- **Do this**
Please copy all the items below in full, with their wording and any numbers in it left unchanged, and raise every coordinate in the answers by 87.
○ ○ ○ ○ ○ ○ ○
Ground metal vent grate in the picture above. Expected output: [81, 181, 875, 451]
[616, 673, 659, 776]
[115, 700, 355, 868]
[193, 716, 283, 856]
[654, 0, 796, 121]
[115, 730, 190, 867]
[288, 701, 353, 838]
○ ○ ○ ○ ○ ○ ○
- **Task solution**
Ground metal vent grate in the picture above. Expected output: [81, 181, 875, 451]
[703, 760, 746, 863]
[202, 787, 442, 955]
[280, 803, 370, 943]
[741, 87, 883, 208]
[202, 817, 277, 954]
[375, 788, 440, 925]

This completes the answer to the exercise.